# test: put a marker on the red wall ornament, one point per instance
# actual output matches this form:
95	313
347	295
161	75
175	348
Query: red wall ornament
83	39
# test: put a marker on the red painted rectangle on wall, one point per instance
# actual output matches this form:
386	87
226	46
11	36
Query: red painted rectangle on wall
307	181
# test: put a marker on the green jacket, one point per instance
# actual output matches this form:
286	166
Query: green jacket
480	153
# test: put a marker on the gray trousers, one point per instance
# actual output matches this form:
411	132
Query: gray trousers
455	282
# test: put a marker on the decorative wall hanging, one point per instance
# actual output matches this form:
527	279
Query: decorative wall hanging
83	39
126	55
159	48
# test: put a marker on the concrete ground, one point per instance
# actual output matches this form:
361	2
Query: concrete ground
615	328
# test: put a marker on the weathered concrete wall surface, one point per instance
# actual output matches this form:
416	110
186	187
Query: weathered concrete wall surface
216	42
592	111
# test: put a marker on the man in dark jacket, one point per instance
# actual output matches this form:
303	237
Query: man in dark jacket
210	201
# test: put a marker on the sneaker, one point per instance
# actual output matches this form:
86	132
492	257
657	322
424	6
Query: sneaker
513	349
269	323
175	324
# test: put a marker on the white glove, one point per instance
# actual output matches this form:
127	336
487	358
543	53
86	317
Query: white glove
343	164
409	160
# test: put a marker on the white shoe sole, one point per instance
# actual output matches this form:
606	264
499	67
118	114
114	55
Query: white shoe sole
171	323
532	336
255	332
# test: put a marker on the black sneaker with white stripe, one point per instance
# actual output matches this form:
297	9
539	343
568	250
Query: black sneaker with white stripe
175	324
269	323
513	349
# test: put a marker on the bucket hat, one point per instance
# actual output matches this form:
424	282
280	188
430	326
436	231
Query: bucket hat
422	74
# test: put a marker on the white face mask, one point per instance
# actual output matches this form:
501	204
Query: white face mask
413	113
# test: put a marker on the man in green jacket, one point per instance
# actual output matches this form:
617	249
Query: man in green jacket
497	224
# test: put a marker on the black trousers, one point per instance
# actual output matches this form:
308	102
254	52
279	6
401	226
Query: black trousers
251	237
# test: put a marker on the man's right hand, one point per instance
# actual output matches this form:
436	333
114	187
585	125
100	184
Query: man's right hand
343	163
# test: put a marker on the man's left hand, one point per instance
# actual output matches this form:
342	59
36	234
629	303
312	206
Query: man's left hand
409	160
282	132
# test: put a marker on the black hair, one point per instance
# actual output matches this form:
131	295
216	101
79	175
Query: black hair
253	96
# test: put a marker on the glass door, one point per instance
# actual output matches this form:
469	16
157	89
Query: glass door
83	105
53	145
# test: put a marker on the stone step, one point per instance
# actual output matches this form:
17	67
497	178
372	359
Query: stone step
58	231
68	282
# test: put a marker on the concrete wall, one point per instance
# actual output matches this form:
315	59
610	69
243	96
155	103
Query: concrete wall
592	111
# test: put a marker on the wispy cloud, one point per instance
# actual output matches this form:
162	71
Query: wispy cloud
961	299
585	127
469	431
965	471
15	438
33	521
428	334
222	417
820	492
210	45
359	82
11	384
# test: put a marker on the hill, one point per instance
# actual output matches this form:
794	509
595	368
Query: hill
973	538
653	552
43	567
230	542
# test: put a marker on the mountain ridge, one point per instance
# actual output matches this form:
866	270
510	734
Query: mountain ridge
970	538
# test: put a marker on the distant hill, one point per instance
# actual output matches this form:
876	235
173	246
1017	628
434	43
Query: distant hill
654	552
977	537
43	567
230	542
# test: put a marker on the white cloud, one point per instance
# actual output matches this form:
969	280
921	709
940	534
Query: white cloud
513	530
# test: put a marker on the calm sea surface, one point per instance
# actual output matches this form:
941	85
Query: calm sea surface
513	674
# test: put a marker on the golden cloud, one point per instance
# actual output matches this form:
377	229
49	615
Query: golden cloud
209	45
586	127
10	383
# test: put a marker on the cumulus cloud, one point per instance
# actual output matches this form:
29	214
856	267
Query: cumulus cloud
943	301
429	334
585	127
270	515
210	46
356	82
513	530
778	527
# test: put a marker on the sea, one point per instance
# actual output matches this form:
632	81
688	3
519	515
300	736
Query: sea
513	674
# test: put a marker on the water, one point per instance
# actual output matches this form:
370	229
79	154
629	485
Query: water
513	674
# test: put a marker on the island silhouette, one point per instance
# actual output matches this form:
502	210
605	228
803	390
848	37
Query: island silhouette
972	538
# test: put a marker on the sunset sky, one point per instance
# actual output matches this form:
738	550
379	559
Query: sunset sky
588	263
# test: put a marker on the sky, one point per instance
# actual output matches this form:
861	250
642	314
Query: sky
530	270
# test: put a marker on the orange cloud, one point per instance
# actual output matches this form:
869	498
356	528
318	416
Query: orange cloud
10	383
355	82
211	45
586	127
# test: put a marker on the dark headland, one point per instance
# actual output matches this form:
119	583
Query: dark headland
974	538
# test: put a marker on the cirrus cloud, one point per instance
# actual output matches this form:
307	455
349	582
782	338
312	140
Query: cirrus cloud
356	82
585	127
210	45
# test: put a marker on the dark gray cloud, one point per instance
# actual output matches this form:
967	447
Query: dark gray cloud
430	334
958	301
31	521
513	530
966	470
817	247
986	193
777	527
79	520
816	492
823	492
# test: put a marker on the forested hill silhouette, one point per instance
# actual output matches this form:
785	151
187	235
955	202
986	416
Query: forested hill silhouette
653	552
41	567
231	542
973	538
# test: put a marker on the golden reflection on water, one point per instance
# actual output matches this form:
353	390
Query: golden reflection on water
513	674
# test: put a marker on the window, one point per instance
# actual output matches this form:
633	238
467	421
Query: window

Aim of the exercise: All lines above holding the word "window" make up the answer; copy each one.

Written answer:
# test: put a marker on the window, one point per instance
Query: window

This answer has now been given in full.